-- start Information shown --

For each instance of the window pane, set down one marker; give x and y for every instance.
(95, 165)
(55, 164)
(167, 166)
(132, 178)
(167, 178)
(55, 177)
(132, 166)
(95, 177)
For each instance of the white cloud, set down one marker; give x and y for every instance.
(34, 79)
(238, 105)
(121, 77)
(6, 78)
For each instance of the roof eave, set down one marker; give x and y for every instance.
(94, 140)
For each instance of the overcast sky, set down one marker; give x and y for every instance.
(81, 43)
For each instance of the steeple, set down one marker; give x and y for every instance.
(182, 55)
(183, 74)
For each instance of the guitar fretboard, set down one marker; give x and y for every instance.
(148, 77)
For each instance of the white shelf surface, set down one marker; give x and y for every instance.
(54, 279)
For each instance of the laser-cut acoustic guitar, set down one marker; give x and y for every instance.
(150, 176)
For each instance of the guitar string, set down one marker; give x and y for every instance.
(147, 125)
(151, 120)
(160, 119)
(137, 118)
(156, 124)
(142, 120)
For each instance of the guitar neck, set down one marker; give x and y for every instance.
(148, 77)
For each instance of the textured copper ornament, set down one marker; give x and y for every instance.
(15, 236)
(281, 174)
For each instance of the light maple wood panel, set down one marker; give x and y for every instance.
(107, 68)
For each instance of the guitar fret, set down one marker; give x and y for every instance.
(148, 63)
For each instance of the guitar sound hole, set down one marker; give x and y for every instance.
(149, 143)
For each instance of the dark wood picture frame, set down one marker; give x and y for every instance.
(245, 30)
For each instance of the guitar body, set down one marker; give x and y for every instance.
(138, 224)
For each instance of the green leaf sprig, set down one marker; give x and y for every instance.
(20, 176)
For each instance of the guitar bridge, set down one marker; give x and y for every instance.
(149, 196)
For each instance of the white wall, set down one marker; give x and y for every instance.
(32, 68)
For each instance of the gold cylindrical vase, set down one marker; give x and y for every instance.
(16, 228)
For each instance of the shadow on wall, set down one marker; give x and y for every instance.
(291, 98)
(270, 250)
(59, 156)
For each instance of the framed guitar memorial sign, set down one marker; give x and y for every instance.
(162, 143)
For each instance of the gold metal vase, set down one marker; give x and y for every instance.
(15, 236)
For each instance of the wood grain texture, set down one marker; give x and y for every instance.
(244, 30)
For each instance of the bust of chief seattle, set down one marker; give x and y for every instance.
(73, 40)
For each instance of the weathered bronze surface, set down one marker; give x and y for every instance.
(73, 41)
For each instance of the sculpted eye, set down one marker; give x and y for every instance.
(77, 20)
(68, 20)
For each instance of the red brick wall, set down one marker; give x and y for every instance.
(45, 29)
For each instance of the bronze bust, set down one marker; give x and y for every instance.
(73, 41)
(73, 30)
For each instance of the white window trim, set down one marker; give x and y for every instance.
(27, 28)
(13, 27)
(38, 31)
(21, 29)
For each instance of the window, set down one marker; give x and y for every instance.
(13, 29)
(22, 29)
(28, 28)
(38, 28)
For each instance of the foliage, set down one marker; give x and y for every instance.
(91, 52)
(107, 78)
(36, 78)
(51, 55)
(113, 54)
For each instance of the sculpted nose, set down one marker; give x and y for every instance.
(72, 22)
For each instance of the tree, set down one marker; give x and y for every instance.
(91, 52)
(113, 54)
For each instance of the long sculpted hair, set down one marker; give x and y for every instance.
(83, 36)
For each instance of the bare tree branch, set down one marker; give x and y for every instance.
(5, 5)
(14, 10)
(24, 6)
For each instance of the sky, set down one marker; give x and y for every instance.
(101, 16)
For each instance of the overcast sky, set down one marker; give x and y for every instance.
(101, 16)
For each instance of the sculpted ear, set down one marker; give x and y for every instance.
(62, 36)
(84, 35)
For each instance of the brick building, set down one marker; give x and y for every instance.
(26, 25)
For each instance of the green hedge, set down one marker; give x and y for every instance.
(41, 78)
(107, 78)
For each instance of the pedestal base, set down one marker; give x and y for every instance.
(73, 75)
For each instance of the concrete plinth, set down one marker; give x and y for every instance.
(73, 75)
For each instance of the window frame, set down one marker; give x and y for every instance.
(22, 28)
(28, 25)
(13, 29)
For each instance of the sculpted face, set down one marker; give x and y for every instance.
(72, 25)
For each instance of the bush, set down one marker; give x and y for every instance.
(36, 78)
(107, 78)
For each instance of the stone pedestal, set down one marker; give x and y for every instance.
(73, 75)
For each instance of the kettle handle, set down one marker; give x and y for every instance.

-- end Information shown --

Work to complete
Rewrite every line of the listing above as a numbered list, leaving out any blank lines.

Result below
1. For each instance of the window pane, set down one marker; give x and y for every instance.
2. (95, 165)
3. (55, 164)
4. (167, 166)
5. (132, 178)
6. (167, 178)
7. (55, 177)
8. (132, 166)
9. (95, 177)
10. For each instance of the white cloud, set down one marker; give x and y for every instance.
11. (34, 79)
12. (238, 105)
13. (121, 77)
14. (6, 78)
15. For each instance of the roof eave, set down one marker; give x and y for every instance.
16. (94, 140)
17. For each instance of the overcast sky, set down one marker; give x and y for every instance.
18. (81, 43)
19. For each instance of the steeple, set down one marker; give x and y for every instance.
20. (182, 55)
21. (183, 74)
22. For each instance of the guitar fretboard, set down one marker; give x and y for every instance.
23. (148, 77)
24. For each instance of the white shelf surface, set down one marker; give x and y for every instance.
25. (54, 279)
26. For each instance of the laser-cut acoustic guitar, set down one marker; give x and y for every instance.
27. (150, 176)
28. For each instance of the guitar string, set down one marker; give x and y for every instance.
29. (147, 125)
30. (151, 120)
31. (160, 119)
32. (137, 118)
33. (156, 124)
34. (142, 120)
35. For each instance of the guitar neck, set down one marker; give x and y for every instance.
36. (148, 77)
37. For each instance of the textured copper ornament, set down one marker; give x and y for every instance.
38. (15, 236)
39. (281, 174)
40. For each instance of the light maple wood panel, set down one marker; give x and y for every instance.
41. (107, 68)
42. For each instance of the guitar fret, set down one marker; give x and y for every instance.
43. (148, 63)
44. For each instance of the guitar sound hole, set down one marker; give x and y for every instance.
45. (149, 143)
46. For each instance of the dark wood picture frame, set down one marker; give x and y for every instance.
47. (245, 30)
48. For each instance of the guitar body, set down one marker; give x and y for every instance.
49. (138, 224)
50. For each instance of the green leaf sprig, set down one marker; give x and y for every instance.
51. (20, 176)
52. For each instance of the guitar bridge, set down one marker; give x and y for every instance.
53. (149, 196)
54. For each instance of the white wall, set down one marker; give x and y for every instance.
55. (32, 68)
56. For each instance of the gold cylindrical vase, set down one marker; give x and y for every instance.
57. (16, 228)
58. For each instance of the shadow on wall, set down one marker; give x and y for every instance.
59. (291, 98)
60. (270, 250)
61. (59, 156)
62. For each instance of the framed guitar memorial sign, set down one marker; give x and y for every instance.
63. (162, 143)
64. For each instance of the gold metal vase, set down one marker; give x and y for every instance.
65. (15, 236)
66. For each instance of the wood grain texture, set down one marker; give x and y for every instance.
67. (244, 30)
68. For each instance of the bust of chief seattle, set down one marker; give x and y for every instance.
69. (73, 40)
70. For each instance of the weathered bronze surface, set down one marker; give x and y for every instance.
71. (73, 41)
72. For each instance of the sculpted eye, set down one marker; give x and y for every instance.
73. (77, 20)
74. (68, 20)
75. For each instance of the red brick wall, set down one marker; give x and y for every instance.
76. (45, 29)
77. For each instance of the bronze bust, set down one marker; give x and y for every instance.
78. (73, 41)
79. (73, 30)
80. For each instance of the white window trim, set down one marker; give x and y for every instance.
81. (27, 28)
82. (13, 27)
83. (38, 31)
84. (21, 29)
85. For each instance of the window, set down one marker; give x and y for every instance.
86. (13, 29)
87. (22, 29)
88. (28, 28)
89. (38, 28)
90. For each instance of the foliage, set down one marker; give x and y for every instance.
91. (91, 52)
92. (107, 78)
93. (36, 78)
94. (51, 55)
95. (113, 54)
96. For each instance of the sculpted nose, set down one marker; give x and y for every instance.
97. (72, 22)
98. For each instance of the tree, set down one marker; give x and y for every instance.
99. (91, 52)
100. (113, 54)
101. For each instance of the long sculpted hair, set down one marker; give x and y for every instance.
102. (83, 36)
103. For each instance of the bare tree branch, set down one marker; give x and y for every instance.
104. (5, 5)
105. (14, 10)
106. (24, 6)
107. For each instance of the sky, set down one marker; give x and y for every instance.
108. (101, 16)
109. For each instance of the overcast sky, set down one marker; give x and y for every instance.
110. (101, 16)
111. For each instance of the sculpted ear, set down one marker; give x and y for every instance.
112. (62, 36)
113. (84, 35)
114. For each instance of the brick building, set down one marker; give x and y for every instance.
115. (26, 25)
116. For each instance of the green hedge, set down one marker; give x and y for every instance.
117. (41, 78)
118. (107, 78)
119. For each instance of the pedestal base, set down one marker; give x and y for every instance.
120. (73, 75)
121. For each instance of the concrete plinth, set down one marker; give x and y for every instance.
122. (73, 75)
123. For each instance of the window frame, set down one marker; give x and y for every instance.
124. (22, 28)
125. (28, 25)
126. (13, 29)
127. For each instance of the sculpted face, set down one marker; give x and y for every instance.
128. (72, 25)
129. For each instance of the bush, set down one marker; give x and y for every instance.
130. (36, 78)
131. (107, 78)
132. For each instance of the stone pedestal, set down one marker; give x and y for every instance.
133. (73, 75)
134. For each instance of the kettle handle, set down one marker; give x and y for every instance.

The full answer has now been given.